Investment Objective and Policies

  Investment Objective.

   The Fund's investment objective is to seek to provide high current income
exempt from regular federal income tax.

  Investment Policies.

   Under normal conditions, the Fund will seek to achieve its objective by
investing substantially all of its net assets in municipal bonds that pay
interest that, in the opinion of the bond counsel to the issuer, is exempt from
regular federal income tax. As a matter of fundamental policy, the Fund will
normally invest at least 80% of its net assets in municipal bonds paying
interest that is exempt from regular federal income taxes. The Fund will
normally invest at least 75% of its net assets in municipal bonds that at the
time of investment are of investment grade quality. Investment grade quality
municipal bonds are those rated within the four highest grades (Baa or BBB or
better) by Moody's, S&P or Fitch, or, if unrated, determined to be of
comparable quality by Alliance. The Fund may invest up to 25% of its net assets
in municipal bonds that, at the time of investment, are rated below investment
grade by Moody's, S&P or Fitch or, if unrated, determined to be of comparable
quality by Alliance. Municipal bonds of below investment grade quality are
regarded as having predominantly speculative characteristics with respect to
the issuer's capacity to pay interest and repay principal, and are commonly
referred to as "junk bonds." Municipal bonds in the lowest investment grade
category may also be considered to possess some speculative characteristics.

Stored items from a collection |
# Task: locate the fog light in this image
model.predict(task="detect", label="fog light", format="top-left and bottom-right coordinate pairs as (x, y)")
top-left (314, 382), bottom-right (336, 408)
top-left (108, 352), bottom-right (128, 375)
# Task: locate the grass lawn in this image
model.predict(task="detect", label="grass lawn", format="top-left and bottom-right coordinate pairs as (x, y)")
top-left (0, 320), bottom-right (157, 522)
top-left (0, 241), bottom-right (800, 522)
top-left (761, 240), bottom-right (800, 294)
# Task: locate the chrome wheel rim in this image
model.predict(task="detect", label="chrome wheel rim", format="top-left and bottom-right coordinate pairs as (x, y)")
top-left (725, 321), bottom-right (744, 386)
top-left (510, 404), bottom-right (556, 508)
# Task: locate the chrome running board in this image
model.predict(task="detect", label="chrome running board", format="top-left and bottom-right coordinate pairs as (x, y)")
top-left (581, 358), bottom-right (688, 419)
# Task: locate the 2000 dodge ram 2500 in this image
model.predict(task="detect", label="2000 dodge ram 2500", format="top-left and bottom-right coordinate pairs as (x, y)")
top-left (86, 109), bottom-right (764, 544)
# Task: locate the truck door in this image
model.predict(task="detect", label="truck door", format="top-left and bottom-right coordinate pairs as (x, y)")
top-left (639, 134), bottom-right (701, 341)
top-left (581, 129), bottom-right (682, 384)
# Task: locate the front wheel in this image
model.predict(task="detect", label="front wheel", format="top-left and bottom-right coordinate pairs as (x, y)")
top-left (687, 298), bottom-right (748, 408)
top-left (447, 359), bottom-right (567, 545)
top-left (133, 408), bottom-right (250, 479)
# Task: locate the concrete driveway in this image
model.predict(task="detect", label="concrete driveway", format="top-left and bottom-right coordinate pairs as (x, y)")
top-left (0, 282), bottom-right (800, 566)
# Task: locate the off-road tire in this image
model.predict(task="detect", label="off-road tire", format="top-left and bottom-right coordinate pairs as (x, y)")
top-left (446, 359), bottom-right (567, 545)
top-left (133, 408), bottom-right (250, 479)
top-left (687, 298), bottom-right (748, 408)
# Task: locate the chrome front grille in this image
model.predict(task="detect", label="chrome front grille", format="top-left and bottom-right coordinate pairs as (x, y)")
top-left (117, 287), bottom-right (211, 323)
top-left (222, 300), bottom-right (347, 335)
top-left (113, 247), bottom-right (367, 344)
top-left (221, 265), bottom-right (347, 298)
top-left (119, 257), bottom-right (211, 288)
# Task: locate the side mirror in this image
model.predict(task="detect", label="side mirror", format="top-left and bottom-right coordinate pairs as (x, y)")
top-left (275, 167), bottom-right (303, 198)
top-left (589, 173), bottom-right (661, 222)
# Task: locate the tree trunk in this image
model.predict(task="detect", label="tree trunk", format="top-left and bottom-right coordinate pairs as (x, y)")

SET PROBLEM | Write out the investment objective and policies section in full, word for word. The items play no part in the work here.

COMPLETED EXERCISE |
Investment Objective and Policies

  Investment Objective.

   The Fund's investment objective is to seek to provide high current income
exempt from regular federal income tax.

  Investment Policies.

   Under normal conditions, the Fund will seek to achieve its objective by
investing substantially all of its net assets in municipal bonds that pay
interest that, in the opinion of the bond counsel to the issuer, is exempt from
regular federal income tax. As a matter of fundamental policy, the Fund will
normally invest at least 80% of its net assets in municipal bonds paying
interest that is exempt from regular federal income taxes. The Fund will
normally invest at least 75% of its net assets in municipal bonds that at the
time of investment are of investment grade quality. Investment grade quality
municipal bonds are those rated within the four highest grades (Baa or BBB or
better) by Moody's, S&P or Fitch, or, if unrated, determined to be of
comparable quality by Alliance. The Fund may invest up to 25% of its net assets
in municipal bonds that, at the time of investment, are rated below investment
grade by Moody's, S&P or Fitch or, if unrated, determined to be of comparable
quality by Alliance. Municipal bonds of below investment grade quality are
regarded as having predominantly speculative characteristics with respect to
the issuer's capacity to pay interest and repay principal, and are commonly
referred to as "junk bonds." Municipal bonds in the lowest investment grade
category may also be considered to possess some speculative characteristics.